EXERCISE INPUTS below:

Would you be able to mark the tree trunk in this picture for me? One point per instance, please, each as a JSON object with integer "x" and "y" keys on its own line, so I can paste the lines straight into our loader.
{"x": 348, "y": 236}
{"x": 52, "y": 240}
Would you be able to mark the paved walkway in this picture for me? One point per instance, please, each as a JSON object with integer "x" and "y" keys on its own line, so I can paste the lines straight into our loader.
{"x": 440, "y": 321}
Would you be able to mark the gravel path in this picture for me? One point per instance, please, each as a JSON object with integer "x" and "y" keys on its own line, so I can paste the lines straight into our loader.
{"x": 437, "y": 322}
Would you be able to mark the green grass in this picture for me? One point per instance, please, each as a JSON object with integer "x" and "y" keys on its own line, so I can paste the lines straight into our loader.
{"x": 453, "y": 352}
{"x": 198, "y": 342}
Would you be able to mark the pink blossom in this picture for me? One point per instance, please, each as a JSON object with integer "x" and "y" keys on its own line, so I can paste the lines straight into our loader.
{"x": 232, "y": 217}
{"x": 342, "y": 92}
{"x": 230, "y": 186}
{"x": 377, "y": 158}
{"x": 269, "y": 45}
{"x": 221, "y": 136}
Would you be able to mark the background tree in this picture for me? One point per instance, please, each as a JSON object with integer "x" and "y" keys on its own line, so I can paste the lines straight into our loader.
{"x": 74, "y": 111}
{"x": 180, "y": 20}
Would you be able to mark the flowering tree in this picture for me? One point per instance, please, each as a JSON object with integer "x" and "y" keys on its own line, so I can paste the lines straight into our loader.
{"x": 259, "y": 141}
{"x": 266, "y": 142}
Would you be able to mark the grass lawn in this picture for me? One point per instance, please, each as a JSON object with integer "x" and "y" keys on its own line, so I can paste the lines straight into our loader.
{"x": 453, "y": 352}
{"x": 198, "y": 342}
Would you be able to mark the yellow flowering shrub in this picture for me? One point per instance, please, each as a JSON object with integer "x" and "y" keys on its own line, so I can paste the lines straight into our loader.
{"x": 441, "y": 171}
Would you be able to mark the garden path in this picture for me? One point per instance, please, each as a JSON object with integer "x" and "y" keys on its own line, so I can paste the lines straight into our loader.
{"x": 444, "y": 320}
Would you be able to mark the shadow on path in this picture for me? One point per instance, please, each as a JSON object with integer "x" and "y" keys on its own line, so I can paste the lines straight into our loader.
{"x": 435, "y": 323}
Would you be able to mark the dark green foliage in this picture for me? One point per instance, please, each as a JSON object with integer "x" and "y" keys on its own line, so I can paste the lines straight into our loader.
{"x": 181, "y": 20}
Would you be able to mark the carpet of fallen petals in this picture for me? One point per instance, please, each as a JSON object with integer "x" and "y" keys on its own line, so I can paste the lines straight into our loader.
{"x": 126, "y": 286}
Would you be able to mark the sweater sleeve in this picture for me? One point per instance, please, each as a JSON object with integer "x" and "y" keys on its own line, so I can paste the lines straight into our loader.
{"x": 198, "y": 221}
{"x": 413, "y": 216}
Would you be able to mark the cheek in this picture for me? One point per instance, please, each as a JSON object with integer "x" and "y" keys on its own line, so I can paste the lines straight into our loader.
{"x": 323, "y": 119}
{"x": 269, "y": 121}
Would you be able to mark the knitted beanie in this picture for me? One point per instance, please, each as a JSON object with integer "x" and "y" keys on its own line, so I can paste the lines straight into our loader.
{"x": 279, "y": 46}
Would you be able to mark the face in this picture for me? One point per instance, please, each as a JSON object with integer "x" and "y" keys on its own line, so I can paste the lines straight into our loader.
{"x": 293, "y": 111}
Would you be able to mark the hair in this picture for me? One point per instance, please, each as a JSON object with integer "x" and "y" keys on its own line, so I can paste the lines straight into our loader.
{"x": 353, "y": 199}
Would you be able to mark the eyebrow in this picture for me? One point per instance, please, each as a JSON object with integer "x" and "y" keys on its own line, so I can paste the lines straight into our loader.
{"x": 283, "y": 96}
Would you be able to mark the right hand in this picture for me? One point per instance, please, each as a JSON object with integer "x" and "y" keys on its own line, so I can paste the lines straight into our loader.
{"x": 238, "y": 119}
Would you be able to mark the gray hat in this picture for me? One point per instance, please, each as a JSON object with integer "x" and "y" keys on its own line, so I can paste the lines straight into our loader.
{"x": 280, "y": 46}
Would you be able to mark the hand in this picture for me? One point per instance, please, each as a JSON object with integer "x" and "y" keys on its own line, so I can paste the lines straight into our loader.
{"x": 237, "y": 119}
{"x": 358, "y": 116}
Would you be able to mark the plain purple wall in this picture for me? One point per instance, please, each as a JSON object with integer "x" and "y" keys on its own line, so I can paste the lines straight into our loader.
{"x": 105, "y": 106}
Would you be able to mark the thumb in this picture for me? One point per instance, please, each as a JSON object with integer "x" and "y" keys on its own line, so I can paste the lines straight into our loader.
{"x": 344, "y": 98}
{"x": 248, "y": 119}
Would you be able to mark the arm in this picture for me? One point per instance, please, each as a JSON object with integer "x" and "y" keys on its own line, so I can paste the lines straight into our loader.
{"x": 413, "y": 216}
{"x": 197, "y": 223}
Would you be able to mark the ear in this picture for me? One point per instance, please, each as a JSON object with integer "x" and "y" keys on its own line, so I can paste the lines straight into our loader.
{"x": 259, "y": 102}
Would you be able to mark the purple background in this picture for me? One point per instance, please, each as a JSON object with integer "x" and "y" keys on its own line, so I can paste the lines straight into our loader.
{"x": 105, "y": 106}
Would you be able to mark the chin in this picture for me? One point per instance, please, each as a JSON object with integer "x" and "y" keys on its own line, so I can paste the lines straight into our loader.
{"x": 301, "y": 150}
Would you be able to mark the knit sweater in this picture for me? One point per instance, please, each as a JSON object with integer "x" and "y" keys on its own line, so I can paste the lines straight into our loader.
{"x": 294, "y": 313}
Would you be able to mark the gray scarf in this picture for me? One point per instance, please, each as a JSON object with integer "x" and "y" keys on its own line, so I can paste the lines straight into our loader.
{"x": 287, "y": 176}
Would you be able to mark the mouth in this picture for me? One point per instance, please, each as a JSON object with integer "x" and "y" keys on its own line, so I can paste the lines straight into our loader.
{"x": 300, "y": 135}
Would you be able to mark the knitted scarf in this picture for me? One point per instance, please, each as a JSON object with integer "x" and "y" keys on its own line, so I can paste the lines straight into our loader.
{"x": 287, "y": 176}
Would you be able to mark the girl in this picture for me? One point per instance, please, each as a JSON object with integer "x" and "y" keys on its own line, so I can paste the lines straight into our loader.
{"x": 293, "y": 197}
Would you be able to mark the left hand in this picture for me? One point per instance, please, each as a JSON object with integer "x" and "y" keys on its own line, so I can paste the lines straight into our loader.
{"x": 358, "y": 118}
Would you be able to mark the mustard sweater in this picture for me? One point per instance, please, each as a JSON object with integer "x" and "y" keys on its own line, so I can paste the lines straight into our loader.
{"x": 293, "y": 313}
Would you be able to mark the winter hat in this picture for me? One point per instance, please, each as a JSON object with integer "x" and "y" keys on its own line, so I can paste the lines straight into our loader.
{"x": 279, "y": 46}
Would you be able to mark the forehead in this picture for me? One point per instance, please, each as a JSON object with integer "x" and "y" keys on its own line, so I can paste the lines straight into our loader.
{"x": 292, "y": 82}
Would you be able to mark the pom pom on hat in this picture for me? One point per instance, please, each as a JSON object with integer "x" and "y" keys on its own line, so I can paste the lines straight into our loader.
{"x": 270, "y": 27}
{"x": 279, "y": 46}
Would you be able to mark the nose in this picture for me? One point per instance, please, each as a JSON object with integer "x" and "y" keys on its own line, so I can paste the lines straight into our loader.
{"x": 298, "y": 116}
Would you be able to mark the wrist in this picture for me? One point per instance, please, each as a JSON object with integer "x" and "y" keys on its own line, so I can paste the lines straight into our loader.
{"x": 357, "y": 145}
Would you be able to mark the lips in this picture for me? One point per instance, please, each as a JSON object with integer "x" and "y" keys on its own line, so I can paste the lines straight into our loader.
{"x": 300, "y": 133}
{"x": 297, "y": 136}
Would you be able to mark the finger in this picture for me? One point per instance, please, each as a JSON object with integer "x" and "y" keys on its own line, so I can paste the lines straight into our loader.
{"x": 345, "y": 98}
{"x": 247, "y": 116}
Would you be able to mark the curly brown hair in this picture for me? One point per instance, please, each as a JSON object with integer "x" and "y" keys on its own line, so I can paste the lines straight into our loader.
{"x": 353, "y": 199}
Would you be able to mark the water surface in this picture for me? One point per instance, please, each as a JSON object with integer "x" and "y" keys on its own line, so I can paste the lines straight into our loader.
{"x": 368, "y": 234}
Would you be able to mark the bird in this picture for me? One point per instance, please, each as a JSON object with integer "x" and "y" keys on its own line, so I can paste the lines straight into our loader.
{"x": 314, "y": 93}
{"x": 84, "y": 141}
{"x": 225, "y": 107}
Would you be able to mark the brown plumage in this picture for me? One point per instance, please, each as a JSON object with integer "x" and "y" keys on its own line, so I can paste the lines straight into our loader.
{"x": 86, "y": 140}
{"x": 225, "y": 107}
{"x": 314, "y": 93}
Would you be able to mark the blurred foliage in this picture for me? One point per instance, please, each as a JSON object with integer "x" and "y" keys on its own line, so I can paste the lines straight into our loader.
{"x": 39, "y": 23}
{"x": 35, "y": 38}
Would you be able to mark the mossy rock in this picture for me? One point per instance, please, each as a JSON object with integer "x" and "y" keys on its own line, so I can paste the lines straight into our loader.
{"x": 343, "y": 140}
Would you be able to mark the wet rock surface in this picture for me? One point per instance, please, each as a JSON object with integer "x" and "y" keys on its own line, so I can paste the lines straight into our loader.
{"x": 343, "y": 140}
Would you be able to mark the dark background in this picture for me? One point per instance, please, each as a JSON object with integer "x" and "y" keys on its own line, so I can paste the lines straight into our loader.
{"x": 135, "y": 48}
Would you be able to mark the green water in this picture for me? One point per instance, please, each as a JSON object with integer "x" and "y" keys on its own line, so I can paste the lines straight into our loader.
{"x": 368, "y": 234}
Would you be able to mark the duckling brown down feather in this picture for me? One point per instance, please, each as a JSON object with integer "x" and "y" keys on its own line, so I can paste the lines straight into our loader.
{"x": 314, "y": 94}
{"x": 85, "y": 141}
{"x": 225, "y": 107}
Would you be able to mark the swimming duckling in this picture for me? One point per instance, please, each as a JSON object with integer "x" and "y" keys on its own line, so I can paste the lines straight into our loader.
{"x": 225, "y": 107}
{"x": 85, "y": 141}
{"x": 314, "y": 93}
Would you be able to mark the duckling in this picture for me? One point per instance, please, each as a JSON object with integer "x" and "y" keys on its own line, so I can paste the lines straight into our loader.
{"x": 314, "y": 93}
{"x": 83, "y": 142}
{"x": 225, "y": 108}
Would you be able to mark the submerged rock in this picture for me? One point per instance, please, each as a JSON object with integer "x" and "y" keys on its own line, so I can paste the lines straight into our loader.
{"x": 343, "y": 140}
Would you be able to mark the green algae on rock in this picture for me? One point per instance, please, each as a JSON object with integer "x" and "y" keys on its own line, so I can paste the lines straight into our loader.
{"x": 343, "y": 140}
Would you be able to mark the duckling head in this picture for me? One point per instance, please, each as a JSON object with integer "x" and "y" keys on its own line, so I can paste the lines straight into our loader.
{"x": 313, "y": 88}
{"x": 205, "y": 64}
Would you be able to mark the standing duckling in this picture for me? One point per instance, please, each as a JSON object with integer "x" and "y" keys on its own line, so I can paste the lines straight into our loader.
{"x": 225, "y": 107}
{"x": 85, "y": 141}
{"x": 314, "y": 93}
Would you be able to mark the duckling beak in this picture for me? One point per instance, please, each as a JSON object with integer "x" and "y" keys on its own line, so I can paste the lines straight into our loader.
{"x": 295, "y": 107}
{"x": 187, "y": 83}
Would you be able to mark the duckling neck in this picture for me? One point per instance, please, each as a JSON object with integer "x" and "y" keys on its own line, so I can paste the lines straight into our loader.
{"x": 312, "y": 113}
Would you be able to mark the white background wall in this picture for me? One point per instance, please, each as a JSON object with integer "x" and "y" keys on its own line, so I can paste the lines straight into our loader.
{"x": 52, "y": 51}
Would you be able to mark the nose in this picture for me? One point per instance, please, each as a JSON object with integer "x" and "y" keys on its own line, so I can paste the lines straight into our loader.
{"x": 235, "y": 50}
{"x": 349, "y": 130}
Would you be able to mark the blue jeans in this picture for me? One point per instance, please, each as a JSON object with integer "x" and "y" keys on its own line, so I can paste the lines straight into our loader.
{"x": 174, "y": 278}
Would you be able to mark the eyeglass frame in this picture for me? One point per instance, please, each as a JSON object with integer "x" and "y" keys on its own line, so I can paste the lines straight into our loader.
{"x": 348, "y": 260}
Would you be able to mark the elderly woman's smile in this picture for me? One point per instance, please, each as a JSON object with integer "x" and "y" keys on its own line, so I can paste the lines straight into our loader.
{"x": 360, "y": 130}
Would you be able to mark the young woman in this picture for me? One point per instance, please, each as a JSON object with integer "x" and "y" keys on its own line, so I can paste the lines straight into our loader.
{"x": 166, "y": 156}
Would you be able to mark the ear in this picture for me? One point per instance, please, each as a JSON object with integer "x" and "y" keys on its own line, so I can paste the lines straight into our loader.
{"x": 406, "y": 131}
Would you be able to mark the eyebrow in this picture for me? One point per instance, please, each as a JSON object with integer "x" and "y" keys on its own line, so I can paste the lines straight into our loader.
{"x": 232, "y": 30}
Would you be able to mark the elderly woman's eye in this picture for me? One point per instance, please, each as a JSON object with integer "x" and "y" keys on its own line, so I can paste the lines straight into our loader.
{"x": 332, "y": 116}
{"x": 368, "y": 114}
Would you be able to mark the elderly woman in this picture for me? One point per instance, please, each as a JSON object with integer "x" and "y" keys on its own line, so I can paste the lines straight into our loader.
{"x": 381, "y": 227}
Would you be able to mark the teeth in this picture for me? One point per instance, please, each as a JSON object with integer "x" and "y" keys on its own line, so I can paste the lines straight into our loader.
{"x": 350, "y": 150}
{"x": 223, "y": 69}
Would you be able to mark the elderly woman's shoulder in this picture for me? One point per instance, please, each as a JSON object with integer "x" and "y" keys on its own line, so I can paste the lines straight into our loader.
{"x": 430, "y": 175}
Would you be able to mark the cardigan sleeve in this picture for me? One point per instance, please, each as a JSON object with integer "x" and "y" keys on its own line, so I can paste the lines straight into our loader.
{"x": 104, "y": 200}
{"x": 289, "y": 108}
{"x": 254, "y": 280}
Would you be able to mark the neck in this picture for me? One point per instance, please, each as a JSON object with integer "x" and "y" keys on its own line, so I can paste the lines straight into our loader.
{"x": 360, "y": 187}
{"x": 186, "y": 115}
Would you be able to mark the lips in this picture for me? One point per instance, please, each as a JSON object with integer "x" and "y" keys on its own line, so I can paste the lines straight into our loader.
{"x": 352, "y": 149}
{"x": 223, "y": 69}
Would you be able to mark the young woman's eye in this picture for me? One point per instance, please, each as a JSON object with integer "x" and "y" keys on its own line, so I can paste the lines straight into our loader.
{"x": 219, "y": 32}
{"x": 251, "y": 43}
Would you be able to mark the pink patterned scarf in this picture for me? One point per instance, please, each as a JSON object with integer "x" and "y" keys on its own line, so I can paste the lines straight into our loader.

End of EXERCISE INPUTS.

### ACTION ITEM
Would you quote, exactly and only, the lines from the one containing "Would you be able to mark the young woman's" to the end of the entries?

### FINAL ANSWER
Would you be able to mark the young woman's eye in this picture for me? One point per instance, please, each as a JSON object with integer "x" and "y" keys on its own line, so I can paste the lines straight into our loader.
{"x": 219, "y": 32}
{"x": 251, "y": 43}
Would you be able to mark the pink patterned scarf in this picture for me? One point per instance, please, each as a JSON object with integer "x" and "y" keys on its own line, so I can paste the lines straight into our loader.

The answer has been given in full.